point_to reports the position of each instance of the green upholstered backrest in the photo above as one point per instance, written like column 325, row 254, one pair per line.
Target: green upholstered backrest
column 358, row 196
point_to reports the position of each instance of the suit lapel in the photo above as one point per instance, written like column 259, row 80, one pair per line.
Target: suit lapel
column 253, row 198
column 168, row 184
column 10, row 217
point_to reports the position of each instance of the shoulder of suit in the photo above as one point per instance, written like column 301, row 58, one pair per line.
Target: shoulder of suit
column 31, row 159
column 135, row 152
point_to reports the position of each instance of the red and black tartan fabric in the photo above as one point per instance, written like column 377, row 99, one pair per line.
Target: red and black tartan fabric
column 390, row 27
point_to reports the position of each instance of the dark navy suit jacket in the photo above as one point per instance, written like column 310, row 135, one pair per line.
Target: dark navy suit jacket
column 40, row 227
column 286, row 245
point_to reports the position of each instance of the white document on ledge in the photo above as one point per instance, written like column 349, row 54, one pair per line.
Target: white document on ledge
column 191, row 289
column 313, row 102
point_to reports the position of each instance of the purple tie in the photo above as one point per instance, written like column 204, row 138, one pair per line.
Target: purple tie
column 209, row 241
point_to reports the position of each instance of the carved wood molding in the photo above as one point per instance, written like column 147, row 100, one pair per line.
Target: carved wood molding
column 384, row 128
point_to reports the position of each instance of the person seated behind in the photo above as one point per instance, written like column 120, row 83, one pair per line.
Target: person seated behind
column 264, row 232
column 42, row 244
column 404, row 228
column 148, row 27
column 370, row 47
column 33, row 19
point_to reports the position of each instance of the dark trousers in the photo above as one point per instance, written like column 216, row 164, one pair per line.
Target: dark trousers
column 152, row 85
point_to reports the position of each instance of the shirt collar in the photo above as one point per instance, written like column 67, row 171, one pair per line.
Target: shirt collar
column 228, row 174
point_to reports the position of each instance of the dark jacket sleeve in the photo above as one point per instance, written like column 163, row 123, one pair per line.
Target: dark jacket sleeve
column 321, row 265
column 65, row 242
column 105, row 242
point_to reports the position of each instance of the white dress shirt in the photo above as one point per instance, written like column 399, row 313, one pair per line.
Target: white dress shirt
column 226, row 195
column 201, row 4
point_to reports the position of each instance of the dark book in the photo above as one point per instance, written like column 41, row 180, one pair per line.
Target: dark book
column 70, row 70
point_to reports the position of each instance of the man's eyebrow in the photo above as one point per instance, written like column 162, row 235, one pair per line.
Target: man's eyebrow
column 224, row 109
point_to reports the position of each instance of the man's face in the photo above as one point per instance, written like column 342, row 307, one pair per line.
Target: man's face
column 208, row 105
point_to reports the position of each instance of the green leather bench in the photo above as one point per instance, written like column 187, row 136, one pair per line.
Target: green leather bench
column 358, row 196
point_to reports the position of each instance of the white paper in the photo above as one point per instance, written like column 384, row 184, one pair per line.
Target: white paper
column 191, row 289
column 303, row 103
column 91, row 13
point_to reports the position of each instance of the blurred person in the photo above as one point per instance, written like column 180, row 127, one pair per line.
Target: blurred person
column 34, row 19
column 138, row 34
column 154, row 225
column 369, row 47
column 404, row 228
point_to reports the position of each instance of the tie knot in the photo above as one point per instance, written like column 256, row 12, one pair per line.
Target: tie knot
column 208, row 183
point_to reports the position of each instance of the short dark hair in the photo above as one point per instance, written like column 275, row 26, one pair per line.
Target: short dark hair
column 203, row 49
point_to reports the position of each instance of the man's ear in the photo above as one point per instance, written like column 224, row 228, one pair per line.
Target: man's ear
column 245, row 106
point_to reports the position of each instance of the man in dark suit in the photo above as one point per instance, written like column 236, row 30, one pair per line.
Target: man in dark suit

◆ ◆ ◆ ◆

• _Your objective_
Reply with exactly the lines from the one containing "Target: blurred person" to the last line of the material, inclusive, and with nothing more.

• _Answer space_
Target: blurred person
column 34, row 19
column 138, row 34
column 154, row 225
column 369, row 47
column 404, row 228
point_to reports the position of each instance of the tie knot in the photo above as one point per instance, written like column 256, row 12, one pair per line.
Target: tie knot
column 208, row 183
point_to reports the position of each instance of the short dark hair in the photo above as one point per instance, written like column 275, row 26, one pair per line.
Target: short dark hair
column 203, row 49
point_to reports the position of each instance of the man's ear in the photo above as one point per instance, written like column 224, row 228, one pair per line.
Target: man's ear
column 245, row 106
point_to reports the position of each instance of the man in dark suit in the photo above as one point per instance, written like column 236, row 30, one pair per line.
Target: man in dark suit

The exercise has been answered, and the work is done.